# [Task to complete]
Set out exactly, and with nothing added, the line containing "sample | [893, 501]" and every line after it through the final line of the data.
[[ Exercise data open ]]
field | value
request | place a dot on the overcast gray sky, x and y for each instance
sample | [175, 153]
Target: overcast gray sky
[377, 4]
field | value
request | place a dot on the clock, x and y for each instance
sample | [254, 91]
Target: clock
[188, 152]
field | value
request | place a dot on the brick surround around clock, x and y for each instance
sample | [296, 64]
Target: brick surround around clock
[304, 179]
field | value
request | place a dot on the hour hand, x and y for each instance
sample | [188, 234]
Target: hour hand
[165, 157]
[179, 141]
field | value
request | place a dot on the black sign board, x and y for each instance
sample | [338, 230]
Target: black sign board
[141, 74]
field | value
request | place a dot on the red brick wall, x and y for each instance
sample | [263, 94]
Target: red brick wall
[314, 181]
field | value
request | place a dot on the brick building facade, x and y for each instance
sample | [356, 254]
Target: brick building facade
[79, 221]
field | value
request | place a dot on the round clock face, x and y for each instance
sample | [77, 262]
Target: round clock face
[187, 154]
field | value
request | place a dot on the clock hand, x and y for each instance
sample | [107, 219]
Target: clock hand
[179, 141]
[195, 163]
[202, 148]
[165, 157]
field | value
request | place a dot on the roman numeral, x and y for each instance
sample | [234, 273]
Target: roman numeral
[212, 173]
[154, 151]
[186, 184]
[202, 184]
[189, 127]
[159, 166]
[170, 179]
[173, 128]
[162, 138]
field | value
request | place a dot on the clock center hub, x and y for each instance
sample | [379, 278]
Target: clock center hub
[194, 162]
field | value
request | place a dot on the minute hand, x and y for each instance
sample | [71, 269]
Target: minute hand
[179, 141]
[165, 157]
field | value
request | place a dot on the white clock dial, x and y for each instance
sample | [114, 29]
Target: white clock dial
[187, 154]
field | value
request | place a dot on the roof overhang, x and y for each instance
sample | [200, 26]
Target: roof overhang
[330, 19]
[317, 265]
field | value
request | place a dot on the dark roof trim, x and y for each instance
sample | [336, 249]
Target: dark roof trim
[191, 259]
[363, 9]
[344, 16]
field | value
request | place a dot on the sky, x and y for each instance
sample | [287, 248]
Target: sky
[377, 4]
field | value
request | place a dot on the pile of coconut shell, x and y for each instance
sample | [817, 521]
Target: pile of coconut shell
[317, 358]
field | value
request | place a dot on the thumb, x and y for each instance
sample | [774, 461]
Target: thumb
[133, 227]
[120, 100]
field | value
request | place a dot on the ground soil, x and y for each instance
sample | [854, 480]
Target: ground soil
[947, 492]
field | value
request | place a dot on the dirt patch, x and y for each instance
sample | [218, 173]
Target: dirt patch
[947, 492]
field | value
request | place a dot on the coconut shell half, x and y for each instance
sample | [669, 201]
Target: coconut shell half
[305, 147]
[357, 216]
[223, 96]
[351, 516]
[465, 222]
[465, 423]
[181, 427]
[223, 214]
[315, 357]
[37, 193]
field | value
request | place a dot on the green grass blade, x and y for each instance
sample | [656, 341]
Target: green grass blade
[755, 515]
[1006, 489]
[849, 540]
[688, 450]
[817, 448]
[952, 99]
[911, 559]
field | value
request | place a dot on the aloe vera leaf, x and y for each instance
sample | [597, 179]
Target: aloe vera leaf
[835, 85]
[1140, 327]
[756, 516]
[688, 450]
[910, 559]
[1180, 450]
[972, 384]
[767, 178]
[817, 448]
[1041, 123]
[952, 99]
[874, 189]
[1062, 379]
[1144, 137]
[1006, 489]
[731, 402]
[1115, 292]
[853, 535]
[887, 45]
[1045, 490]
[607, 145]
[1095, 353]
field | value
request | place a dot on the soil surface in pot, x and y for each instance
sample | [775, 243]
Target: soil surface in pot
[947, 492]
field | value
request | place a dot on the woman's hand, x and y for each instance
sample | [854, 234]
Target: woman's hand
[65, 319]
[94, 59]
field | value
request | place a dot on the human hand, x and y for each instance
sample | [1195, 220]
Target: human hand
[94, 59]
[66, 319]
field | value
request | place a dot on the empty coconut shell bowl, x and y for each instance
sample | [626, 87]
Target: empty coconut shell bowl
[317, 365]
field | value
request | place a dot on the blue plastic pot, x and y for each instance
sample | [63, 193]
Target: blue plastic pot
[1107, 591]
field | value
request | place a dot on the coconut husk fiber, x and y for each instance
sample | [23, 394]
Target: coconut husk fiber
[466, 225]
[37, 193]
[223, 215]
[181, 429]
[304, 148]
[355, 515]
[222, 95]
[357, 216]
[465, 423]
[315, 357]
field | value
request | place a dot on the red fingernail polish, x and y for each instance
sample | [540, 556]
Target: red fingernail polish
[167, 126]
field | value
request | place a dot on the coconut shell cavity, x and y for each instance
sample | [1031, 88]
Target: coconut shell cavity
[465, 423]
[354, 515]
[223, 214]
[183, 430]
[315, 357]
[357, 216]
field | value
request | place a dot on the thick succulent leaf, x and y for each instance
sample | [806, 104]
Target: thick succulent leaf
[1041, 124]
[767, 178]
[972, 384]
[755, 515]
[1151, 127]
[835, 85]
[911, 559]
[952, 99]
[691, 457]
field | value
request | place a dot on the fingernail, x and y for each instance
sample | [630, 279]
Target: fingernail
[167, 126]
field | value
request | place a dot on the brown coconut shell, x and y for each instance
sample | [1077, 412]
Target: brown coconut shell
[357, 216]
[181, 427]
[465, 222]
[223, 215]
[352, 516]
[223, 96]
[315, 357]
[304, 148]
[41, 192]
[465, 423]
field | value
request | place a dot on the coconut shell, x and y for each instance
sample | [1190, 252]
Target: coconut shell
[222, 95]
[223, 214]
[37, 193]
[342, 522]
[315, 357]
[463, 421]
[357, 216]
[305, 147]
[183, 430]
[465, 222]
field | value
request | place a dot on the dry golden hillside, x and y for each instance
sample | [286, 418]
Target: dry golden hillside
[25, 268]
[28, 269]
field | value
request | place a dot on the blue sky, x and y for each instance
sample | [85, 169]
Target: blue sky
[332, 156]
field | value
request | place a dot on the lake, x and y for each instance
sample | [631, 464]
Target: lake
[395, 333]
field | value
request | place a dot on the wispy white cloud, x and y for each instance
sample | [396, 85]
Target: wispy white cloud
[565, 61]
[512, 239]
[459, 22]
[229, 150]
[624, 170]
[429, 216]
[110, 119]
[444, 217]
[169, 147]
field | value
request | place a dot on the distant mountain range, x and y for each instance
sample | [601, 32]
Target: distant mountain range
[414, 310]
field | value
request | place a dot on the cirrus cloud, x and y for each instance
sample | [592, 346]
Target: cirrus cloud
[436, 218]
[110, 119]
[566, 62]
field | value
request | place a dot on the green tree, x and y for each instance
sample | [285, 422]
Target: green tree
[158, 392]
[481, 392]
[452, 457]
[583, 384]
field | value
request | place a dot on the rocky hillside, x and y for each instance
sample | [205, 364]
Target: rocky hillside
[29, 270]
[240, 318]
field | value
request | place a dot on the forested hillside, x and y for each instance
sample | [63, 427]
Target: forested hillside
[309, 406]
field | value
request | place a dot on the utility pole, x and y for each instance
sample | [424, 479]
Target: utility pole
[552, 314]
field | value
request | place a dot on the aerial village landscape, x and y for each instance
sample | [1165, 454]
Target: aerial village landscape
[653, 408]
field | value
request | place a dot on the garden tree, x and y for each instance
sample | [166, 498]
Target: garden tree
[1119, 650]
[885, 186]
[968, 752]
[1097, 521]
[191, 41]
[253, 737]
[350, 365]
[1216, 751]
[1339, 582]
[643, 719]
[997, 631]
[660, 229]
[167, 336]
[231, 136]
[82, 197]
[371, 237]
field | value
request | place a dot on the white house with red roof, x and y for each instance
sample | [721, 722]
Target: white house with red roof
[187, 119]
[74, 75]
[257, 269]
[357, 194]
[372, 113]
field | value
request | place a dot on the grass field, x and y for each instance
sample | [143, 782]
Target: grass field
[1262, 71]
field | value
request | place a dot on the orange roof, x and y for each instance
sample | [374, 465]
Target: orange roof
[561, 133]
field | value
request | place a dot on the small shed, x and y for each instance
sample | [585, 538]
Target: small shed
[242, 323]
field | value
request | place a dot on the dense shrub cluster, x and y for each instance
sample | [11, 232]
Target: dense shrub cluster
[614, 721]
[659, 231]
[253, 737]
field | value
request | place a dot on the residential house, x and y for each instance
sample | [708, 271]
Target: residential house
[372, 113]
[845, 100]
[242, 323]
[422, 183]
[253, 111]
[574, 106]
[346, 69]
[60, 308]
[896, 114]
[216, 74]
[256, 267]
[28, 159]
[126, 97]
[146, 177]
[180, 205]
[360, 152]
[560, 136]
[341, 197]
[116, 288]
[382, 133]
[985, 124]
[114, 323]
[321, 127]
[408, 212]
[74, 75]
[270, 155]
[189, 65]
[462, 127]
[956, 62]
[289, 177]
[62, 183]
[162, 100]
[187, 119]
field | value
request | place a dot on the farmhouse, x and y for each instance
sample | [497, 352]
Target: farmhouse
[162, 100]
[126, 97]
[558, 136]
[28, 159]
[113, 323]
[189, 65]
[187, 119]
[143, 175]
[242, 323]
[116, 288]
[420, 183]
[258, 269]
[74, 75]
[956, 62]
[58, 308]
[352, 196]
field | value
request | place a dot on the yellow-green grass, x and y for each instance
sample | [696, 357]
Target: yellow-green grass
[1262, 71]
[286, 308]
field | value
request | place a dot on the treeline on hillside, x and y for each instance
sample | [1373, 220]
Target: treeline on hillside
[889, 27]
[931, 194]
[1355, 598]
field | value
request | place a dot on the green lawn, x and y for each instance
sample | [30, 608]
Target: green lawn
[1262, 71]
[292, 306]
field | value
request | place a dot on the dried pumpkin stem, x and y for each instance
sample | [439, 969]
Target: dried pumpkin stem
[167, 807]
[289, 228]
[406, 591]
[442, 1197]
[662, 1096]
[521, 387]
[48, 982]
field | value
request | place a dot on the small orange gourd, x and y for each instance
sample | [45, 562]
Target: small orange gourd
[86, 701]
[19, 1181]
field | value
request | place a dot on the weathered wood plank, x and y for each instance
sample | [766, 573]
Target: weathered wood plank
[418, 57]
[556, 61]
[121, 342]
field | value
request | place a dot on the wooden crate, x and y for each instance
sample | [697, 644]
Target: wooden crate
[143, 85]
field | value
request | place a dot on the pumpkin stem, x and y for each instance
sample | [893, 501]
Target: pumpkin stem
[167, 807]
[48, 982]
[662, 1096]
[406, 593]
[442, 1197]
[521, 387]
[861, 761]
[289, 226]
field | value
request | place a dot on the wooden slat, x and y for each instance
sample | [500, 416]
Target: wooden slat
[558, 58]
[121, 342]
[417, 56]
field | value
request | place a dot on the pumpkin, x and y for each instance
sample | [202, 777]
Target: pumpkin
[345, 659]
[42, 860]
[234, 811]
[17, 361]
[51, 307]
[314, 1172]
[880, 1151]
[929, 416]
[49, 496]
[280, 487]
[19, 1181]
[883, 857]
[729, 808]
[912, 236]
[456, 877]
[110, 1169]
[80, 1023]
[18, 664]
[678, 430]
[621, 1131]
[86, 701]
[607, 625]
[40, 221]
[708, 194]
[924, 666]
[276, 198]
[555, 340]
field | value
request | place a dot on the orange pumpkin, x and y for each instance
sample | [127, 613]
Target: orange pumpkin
[[ Exercise data closed ]]
# [Result for this task]
sample | [893, 501]
Target: pumpkin stem
[167, 807]
[48, 982]
[662, 1096]
[406, 593]
[442, 1197]
[521, 387]
[861, 761]
[289, 226]
field | value
request | place a dot on the wooden slat, x and y for each instance
sample | [500, 416]
Target: wooden slat
[558, 58]
[121, 342]
[417, 56]
field | value
request | place a dot on the pumpkin, x and y for each instance
sample | [202, 777]
Target: pumpkin
[345, 659]
[42, 860]
[234, 811]
[17, 361]
[51, 307]
[314, 1172]
[880, 1151]
[929, 416]
[49, 496]
[280, 487]
[19, 1181]
[883, 857]
[729, 808]
[912, 236]
[456, 877]
[110, 1169]
[80, 1023]
[18, 664]
[678, 430]
[621, 1131]
[86, 701]
[607, 625]
[40, 221]
[708, 194]
[924, 666]
[276, 198]
[555, 340]
field | value
request | place a dot on the orange pumpkin, x and y for each instance
sample | [127, 613]
Target: orange pumpkin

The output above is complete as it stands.